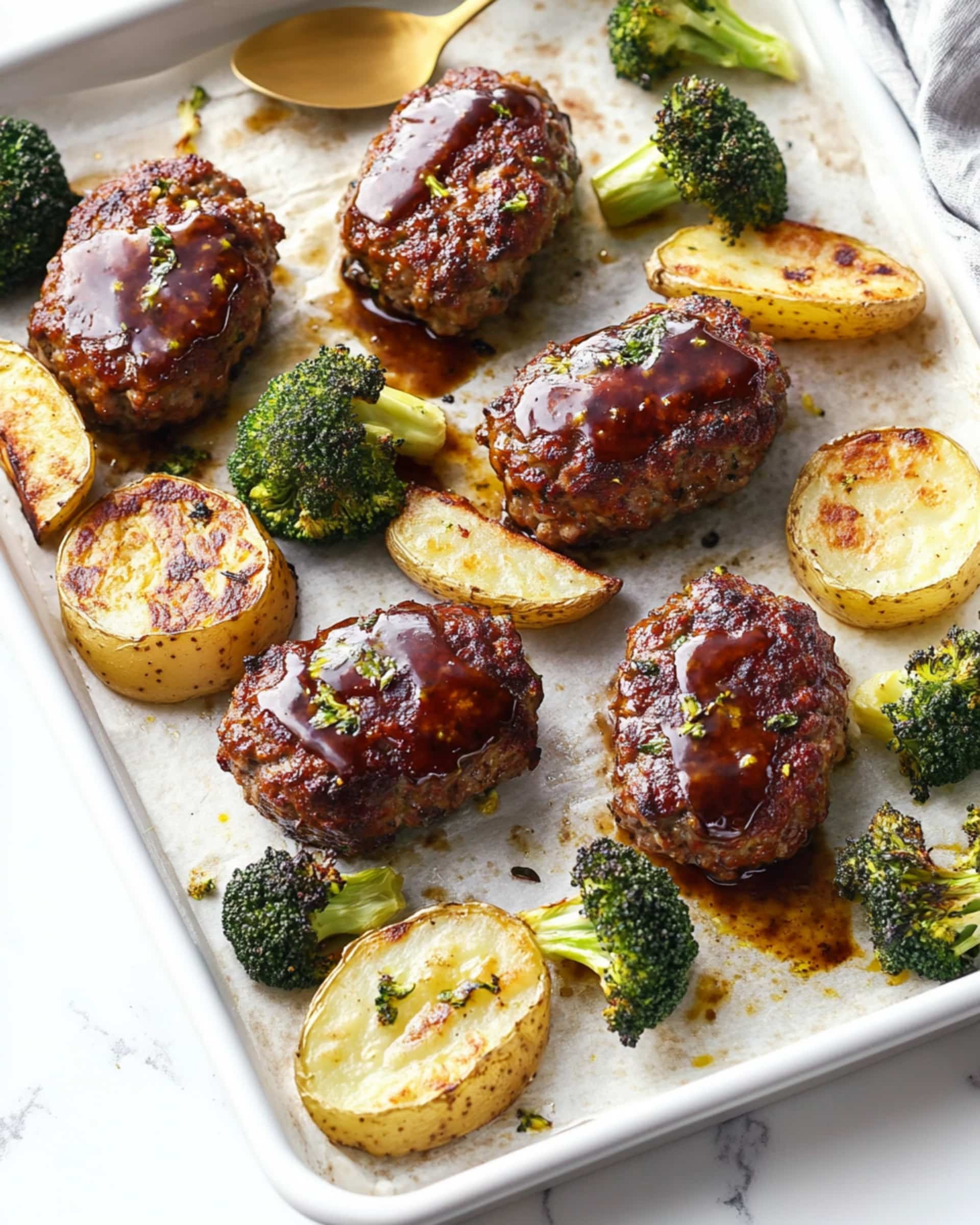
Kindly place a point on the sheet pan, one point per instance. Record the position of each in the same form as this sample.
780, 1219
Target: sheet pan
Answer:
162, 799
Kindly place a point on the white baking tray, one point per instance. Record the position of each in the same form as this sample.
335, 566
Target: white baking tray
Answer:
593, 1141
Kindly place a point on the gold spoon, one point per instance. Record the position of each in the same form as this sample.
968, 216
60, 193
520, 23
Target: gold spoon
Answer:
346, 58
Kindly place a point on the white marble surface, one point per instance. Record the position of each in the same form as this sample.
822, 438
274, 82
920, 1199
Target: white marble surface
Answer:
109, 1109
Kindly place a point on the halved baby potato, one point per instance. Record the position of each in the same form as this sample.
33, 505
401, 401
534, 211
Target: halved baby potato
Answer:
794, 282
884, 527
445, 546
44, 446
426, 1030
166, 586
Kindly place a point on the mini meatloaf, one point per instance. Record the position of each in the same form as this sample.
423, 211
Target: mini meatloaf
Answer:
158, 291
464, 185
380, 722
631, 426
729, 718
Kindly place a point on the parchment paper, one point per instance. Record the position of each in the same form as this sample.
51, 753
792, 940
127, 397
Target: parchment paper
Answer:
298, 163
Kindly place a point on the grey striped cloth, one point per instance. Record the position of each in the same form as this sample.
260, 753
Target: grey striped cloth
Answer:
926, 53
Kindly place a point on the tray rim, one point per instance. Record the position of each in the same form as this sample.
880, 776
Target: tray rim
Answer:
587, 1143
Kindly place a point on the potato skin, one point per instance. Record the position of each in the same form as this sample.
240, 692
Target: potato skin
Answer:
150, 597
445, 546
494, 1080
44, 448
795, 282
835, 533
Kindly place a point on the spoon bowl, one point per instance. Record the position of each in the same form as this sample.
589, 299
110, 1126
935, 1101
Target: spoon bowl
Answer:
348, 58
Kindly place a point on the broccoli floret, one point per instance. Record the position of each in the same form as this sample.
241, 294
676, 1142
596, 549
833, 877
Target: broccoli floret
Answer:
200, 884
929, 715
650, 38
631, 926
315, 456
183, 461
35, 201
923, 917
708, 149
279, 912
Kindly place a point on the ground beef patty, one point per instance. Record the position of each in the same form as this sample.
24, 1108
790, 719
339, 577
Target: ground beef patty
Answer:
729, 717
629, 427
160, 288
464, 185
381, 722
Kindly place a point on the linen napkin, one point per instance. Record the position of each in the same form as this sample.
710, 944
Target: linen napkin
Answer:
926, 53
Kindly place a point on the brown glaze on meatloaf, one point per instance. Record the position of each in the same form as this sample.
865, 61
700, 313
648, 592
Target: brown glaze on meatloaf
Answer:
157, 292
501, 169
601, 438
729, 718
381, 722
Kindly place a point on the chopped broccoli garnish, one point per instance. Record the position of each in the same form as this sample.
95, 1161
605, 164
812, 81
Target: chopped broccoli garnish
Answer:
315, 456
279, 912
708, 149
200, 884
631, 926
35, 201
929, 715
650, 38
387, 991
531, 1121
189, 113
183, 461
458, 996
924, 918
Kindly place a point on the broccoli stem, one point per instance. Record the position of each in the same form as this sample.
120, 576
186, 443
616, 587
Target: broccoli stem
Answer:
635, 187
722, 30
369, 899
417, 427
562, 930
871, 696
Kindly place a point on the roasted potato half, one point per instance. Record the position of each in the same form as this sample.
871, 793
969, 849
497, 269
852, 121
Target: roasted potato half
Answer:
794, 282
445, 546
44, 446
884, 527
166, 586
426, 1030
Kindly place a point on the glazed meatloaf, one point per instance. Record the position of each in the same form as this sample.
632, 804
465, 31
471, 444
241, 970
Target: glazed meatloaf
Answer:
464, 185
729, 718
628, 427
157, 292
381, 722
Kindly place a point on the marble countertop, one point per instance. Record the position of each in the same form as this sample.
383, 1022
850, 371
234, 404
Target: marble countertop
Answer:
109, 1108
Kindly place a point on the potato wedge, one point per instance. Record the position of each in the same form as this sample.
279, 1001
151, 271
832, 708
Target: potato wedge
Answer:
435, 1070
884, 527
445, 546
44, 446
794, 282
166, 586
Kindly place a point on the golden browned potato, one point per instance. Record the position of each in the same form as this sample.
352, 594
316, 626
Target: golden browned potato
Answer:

----------------------------------------

Your instructions
Quote all the lines above exactly as given. Do not include the pictures.

Task answer
Kindly place a point on the sheet pan, one point per instance. Record the position of each in the same form as this sample.
780, 1219
Target: sheet pan
Answer:
162, 799
Kindly place a point on the white baking tray, one point per instance. Record the position of each in the same form as this sample.
335, 566
Target: white baking tray
Answer:
593, 1141
Kindly place a point on the gold spoon, one point per instance. Record the position of each in the same form as this sample.
968, 216
60, 193
520, 23
Target: gold spoon
Answer:
346, 58
Kindly place a point on the white marble surface, one point per instance. Record the position of each in the same form as this sample.
822, 438
274, 82
920, 1199
Target: white marble surface
Answer:
109, 1109
Kindly place a point on the halved baby potato, one point per instance. Record the position of each in the same form as this sample.
33, 505
401, 401
534, 211
Target: halved baby potato
Answer:
794, 282
884, 527
445, 546
44, 446
426, 1030
166, 586
Kindly place a point on the mini meatloaf, one point per instance. Record the position of each in the same form as this sample.
423, 211
Target: mini meatloaf
Answer:
158, 291
464, 185
380, 722
631, 426
729, 718
Kindly place a point on the parchment paper, one point per instance. Record the position of each in the same form as this sample.
51, 753
792, 940
127, 397
Target: parchment paper
Answer:
298, 163
Kindly place a point on the grey striped cloth, one point per instance. Record the position of each in the same form as this sample.
260, 753
Target: grey striped cloth
Answer:
926, 53
Kindly place a point on the tray rim, one point per instance. Record the position of each in the same form as this sample.
880, 776
Target: tray rim
Answer:
587, 1143
Kindly place a point on the potato skin, one point per instance. Record the position of each in the same form as this sample.
240, 692
Target: potato skin
Answer:
150, 597
445, 546
494, 1080
44, 448
795, 282
835, 533
Kindly place a point on the spoon bowl, one point per instance. Record the position of each in the same form as this sample.
589, 299
110, 1126
935, 1101
Target: spoon bowl
Answer:
348, 58
Kindly place a point on the broccoli floret, one point per instance. Record the position of each in the same form as this sample.
241, 294
676, 1142
596, 549
833, 877
Target: broccoli floret
Answer:
200, 884
929, 715
650, 38
631, 926
315, 456
183, 461
35, 201
923, 917
708, 149
279, 912
Kindly place a point on the ground beef patty, one point per instance. Record the position of each in the same form as this sample.
24, 1108
790, 719
339, 577
Target: ground beef patty
Answer:
729, 717
629, 427
160, 288
464, 185
381, 722
Kindly place a point on the linen napkin, one point per instance. Record the position of each in the same form as this sample.
710, 944
Target: linen napkin
Answer:
926, 53
Kindly place a point on the brown glaze on meatloaf, one point per instance. Record the position of each in the same form as this sample.
865, 61
700, 313
648, 592
Target: brown glaze on meatloaf
Answer:
157, 292
501, 169
601, 438
729, 718
381, 722
Kindly place a point on the chopped broccoli garnish, one point per instance. Record the position of each in the same form as this sample.
95, 1161
605, 164
812, 81
Target: chopped broccoli garnish
Answer:
315, 456
279, 912
708, 149
200, 884
631, 926
35, 201
929, 715
650, 38
387, 991
531, 1121
189, 113
183, 461
458, 996
924, 918
Kindly place a point on the broccoli stem, one point per instance. Record the position of each in the same form as this sample.
120, 576
186, 443
616, 587
Target: broccoli stem
Answer:
635, 187
722, 30
369, 899
417, 427
562, 930
871, 696
Kindly place a point on the roasted potato half, one point per instance. Record the position of each in the same form as this sample.
871, 793
969, 849
497, 269
852, 121
Target: roasted potato half
Answer:
794, 282
445, 546
44, 446
884, 527
166, 586
426, 1030
Kindly place a point on the glazed meatloaf, one point per instance. Record the position of each in the same form as this sample.
632, 804
465, 31
471, 444
241, 970
Target: glazed meatloaf
Answer:
464, 185
729, 718
628, 427
157, 292
381, 722
Kindly place a point on the marble countertop, one point per instance. Record the position of each in the same form as this sample.
383, 1022
850, 371
234, 404
Target: marble countertop
Answer:
109, 1108
Kindly place a point on the potato wedge, one point per instance. Record the position of each in the same form as this sample.
279, 1001
151, 271
832, 708
Target: potato wedge
Answer:
435, 1070
884, 527
445, 546
44, 446
794, 282
166, 586
Kindly place a point on the golden browned potato, one point per instance. Record the position of each in the same form as this sample.
352, 594
316, 626
Target: golden browned potato
Answer:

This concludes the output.